* [Available data]:
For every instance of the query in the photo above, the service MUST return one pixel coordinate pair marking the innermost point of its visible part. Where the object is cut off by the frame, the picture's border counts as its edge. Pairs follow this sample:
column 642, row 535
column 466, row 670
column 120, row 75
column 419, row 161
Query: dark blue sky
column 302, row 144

* [The task]:
Can you reproduce the records above word for word, keeping every line unchanged and in its original order?

* [Output below]:
For every instance of the query in the photo above, the service MUST return one pixel coordinate pair marking the innermost point of its visible part. Where the object is cut off by the frame, the picture's border counts as its edge. Pairs follow this sample:
column 642, row 535
column 466, row 670
column 120, row 75
column 419, row 161
Query: dark blue sky
column 302, row 144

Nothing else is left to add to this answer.